TASK DESCRIPTION:
Update the items below by swapping every "outline" for "boundary", keeping all other text the same.

>> Begin ENTRIES PROVIDED

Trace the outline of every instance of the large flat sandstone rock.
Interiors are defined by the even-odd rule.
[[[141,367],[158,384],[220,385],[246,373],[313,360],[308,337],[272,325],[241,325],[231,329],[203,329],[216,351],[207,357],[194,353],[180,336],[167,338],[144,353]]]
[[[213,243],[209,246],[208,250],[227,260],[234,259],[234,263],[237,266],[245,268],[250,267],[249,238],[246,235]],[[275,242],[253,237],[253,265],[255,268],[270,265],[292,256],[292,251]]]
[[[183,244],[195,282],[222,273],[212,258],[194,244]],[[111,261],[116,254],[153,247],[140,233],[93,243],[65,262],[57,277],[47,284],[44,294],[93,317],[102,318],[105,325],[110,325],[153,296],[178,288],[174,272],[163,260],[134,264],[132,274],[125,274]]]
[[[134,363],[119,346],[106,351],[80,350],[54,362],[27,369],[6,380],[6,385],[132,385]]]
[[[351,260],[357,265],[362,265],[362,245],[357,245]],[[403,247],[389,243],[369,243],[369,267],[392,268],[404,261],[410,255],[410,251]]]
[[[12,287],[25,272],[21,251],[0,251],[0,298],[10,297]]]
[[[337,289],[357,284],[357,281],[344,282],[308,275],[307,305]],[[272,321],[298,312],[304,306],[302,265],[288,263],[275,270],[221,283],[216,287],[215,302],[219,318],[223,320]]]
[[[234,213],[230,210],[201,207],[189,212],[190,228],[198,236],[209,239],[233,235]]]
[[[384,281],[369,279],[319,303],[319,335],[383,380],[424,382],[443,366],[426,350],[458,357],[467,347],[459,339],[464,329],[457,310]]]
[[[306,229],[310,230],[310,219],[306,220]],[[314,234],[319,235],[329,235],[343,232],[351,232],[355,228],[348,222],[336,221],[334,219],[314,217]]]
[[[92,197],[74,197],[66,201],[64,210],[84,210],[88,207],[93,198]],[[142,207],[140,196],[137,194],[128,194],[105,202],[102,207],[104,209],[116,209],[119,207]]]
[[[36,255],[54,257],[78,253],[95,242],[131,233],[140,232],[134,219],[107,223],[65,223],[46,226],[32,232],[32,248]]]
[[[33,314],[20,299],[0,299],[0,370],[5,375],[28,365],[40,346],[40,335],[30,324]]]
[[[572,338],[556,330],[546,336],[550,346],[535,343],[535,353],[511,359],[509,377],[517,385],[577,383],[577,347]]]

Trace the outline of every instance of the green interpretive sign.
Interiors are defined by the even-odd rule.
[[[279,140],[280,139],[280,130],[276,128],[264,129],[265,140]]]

>> End ENTRIES PROVIDED

COMPLETE OUTPUT:
Trace the boundary of every instance of the large flat sandstone rock.
Interiors are defined by the even-odd rule.
[[[141,367],[158,384],[220,385],[246,373],[313,360],[308,337],[272,325],[241,325],[231,329],[203,329],[216,351],[207,357],[194,353],[180,336],[167,338],[144,353]]]
[[[213,243],[209,246],[208,250],[227,260],[234,259],[234,263],[237,266],[245,268],[250,267],[249,238],[246,235]],[[275,242],[253,237],[253,265],[255,268],[270,265],[292,256],[292,251]]]
[[[183,244],[195,282],[222,273],[212,258],[194,244]],[[111,261],[116,254],[153,247],[140,233],[93,243],[65,262],[57,277],[47,284],[44,294],[93,317],[102,318],[105,325],[110,325],[153,296],[178,288],[174,272],[163,260],[134,264],[132,274],[125,274]]]
[[[134,363],[119,346],[106,351],[80,350],[54,362],[27,369],[6,380],[6,385],[132,385]]]
[[[351,260],[357,265],[362,265],[362,245],[357,245]],[[403,247],[389,243],[369,243],[369,267],[392,268],[404,261],[410,255],[410,251]]]
[[[12,287],[25,272],[21,251],[0,251],[0,298],[10,297]]]
[[[337,289],[357,284],[357,281],[344,282],[308,275],[307,305]],[[272,321],[298,312],[304,306],[302,265],[288,263],[275,270],[221,283],[216,287],[215,302],[219,318],[223,320]]]
[[[234,213],[230,210],[201,207],[189,212],[190,228],[198,236],[209,239],[233,235]]]
[[[384,281],[369,279],[319,303],[319,335],[383,380],[424,382],[443,366],[426,350],[458,357],[467,347],[459,339],[464,329],[457,310]]]
[[[306,229],[310,230],[310,219],[306,220]],[[314,234],[319,235],[329,235],[343,232],[351,232],[355,228],[348,222],[336,221],[334,219],[314,217]]]
[[[92,197],[74,197],[66,201],[64,210],[84,210],[88,207],[93,198]],[[142,207],[140,196],[137,194],[128,194],[105,202],[102,207],[104,209],[116,209],[119,207]]]
[[[36,255],[54,257],[78,253],[95,242],[131,233],[140,232],[134,219],[107,223],[65,223],[46,226],[32,232],[32,248]]]
[[[33,314],[20,299],[0,299],[0,370],[5,375],[28,365],[40,346],[40,335],[30,324]]]
[[[572,338],[556,330],[546,336],[550,346],[535,343],[535,353],[511,359],[509,377],[517,385],[577,383],[577,347]]]

Trace the boundary of every instance of the green interpretive sign.
Interiors are defined by the even-odd rule.
[[[279,140],[280,139],[280,130],[276,128],[264,129],[265,140]]]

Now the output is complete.